▶ _SELECTED PASSAGE_
Determine if file has changed values that should be updated.

Source code in src/apps/files/serializers/legacy_files_serializer.py
def is_file_changed(self, old_values: dict, new_values: dict):
    """Determine if file has changed values that should be updated."""
    for field in self.diff_fields:
        old_value = old_values.get(field)
        new_value = new_values.get(field)
        if old_value != new_value:
            if field == "removed" and old_value and new_value:
                continue  # Ignore exact removal dates if both are removed
            if field in self.date_diff_fields and old_value and new_value:
                if old_value == parse_datetime(new_value):
                    continue
            return True
    return False

migrate_files(files, batch_callback=FileMigrationCounts) #

Create or update list of legacy file dicts.

Source code in src/apps/files/serializers/legacy_files_serializer.py
def migrate_files(
    self,
    files: List[dict],
    batch_callback: Optional[Callable[[FileMigrationCounts], None]] = FileMigrationCounts,
) -> FileMigrationCounts:
    """Create or update list of legacy file dicts."""
    total_counts = FileMigrationCounts()

    if not files:
        return total_counts

    for file_batch in batched(files, 10000):
        legacy_v3_values = {  # Mapping of {legacy_id: v3 dict} for v2 files
            file["legacy_id"]: file for file in file_batch
        }
        create, update = self.determine_file_operations(legacy_v3_values)
        File.all_objects.bulk_create(
            [*create, *update],
            batch_size=2000,
            update_conflicts=True,
            unique_fields=["legacy_id"],
            update_fields=self.update_fields,
        )

        if batch_callback:
            batch_callback(
                FileMigrationCounts(
                    created=len(create),
                    updated=len(update),
                    unchanged=len(file_batch) - len(create) - len(update),
                )
            )
        total_counts.created += len(create)
        total_counts.updated += len(update)
        total_counts.unchanged += len(file_batch) - len(create) - len(update)
    return total_counts

▶ _SUPPLIED INFORMATION_
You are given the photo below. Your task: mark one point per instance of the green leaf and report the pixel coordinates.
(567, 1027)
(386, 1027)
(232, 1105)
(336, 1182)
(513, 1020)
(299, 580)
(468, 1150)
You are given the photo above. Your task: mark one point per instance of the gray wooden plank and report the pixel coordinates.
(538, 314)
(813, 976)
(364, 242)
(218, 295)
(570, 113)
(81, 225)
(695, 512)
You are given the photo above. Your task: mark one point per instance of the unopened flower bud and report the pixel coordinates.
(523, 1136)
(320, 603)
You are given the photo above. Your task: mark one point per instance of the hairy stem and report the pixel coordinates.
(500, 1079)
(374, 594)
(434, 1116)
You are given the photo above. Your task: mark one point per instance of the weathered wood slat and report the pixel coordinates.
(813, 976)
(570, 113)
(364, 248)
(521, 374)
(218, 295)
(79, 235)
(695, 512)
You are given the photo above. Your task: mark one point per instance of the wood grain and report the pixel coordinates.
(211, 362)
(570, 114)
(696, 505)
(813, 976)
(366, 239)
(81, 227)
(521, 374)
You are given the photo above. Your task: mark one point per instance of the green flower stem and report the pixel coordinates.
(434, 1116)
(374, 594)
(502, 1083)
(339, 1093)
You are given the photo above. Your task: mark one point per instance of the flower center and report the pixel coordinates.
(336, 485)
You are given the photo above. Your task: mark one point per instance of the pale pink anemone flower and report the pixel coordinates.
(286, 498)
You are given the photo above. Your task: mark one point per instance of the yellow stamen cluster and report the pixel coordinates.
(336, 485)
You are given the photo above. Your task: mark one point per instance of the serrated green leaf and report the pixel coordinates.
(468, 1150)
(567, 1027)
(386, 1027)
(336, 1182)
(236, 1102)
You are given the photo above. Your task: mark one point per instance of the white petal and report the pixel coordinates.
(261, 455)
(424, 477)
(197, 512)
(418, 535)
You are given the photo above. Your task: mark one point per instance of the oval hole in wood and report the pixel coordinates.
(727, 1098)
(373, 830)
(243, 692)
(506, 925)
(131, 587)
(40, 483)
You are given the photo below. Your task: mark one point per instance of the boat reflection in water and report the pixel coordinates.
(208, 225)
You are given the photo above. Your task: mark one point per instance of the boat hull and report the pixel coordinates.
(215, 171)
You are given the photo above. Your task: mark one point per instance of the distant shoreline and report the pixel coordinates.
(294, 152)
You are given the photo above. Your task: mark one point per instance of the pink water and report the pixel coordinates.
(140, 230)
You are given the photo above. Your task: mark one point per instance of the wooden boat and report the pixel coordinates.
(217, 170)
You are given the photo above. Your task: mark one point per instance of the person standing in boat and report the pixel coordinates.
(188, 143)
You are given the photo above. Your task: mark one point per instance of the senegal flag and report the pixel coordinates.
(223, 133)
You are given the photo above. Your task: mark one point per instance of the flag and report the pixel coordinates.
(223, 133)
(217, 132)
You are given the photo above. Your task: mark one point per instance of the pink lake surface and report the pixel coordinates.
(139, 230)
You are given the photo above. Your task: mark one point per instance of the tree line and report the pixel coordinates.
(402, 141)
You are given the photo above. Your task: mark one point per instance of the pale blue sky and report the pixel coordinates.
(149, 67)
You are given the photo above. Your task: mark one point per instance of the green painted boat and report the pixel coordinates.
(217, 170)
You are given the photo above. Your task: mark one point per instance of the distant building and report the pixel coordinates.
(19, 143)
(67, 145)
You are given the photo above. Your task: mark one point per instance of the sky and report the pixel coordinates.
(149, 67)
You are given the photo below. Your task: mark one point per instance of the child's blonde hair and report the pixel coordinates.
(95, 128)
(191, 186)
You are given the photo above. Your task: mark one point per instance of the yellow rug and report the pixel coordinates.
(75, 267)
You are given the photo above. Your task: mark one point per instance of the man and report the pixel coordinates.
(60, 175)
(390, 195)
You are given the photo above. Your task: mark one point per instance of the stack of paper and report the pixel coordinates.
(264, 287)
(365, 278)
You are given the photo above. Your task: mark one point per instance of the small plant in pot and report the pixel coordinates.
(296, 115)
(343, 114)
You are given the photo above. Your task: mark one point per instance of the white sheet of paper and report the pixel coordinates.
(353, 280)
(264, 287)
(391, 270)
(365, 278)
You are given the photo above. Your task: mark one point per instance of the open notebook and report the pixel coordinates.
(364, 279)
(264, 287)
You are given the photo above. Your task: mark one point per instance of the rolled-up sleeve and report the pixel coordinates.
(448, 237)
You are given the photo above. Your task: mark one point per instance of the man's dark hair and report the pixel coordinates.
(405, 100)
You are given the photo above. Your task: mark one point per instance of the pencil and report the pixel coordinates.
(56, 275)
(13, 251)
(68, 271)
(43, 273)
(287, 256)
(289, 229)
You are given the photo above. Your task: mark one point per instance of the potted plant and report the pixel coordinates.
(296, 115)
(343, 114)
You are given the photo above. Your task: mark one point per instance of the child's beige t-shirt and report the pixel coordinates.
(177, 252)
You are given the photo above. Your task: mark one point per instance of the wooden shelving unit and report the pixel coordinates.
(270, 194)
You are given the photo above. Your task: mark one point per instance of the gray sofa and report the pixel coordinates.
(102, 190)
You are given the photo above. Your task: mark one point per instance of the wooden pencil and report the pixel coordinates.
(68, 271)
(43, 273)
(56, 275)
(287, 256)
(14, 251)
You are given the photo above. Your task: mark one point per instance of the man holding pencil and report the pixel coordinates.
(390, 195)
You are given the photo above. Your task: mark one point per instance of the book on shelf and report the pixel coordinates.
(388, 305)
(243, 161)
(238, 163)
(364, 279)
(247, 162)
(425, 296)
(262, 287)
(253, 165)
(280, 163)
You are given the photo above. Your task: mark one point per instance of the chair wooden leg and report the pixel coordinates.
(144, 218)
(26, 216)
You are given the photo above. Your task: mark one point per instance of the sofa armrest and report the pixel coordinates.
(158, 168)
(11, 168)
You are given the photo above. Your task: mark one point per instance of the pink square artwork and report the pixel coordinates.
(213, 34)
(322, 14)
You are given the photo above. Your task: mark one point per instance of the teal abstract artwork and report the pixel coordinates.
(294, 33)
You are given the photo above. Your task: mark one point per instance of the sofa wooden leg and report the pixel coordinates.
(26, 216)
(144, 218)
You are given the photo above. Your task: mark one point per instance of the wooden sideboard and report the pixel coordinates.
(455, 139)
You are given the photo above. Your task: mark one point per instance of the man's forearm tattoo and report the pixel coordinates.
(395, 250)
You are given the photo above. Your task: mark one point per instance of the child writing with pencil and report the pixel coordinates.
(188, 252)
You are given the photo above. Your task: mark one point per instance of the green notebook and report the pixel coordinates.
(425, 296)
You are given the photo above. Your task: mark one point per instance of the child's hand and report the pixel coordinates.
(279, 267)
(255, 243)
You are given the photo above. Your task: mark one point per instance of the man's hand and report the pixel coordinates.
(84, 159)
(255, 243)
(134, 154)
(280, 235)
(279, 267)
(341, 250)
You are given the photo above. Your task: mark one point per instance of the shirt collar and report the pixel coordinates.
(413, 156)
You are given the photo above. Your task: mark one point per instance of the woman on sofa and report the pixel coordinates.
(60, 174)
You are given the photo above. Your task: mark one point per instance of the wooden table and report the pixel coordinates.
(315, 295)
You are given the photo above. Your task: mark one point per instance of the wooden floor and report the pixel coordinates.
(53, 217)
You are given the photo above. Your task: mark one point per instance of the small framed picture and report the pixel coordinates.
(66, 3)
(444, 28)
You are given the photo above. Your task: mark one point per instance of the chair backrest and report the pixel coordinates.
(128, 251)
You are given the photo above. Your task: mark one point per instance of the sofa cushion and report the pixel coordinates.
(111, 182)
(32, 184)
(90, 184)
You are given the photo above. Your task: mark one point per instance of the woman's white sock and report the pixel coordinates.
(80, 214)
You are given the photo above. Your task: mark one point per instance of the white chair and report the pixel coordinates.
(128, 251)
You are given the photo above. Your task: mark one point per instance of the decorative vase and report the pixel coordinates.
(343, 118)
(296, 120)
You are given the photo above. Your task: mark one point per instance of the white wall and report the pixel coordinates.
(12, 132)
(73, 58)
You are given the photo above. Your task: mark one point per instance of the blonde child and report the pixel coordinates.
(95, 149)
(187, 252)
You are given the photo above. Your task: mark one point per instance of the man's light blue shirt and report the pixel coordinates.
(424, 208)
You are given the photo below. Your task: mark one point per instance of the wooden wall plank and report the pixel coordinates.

▶ _GIVEN PROBLEM 1_
In the file migration code, what does the comment in is_file_changed say is ignored when the "removed" field has values on both sides?
▶ _GIVEN PROBLEM 2_
Translate this sentence from the file migration code into Spanish: "Determine if file has changed values that should be updated."

▶ _RESULT 1_
Exact removal dates are ignored if both are removed.

▶ _RESULT 2_
Determinar si el archivo tiene valores modificados que deben actualizarse.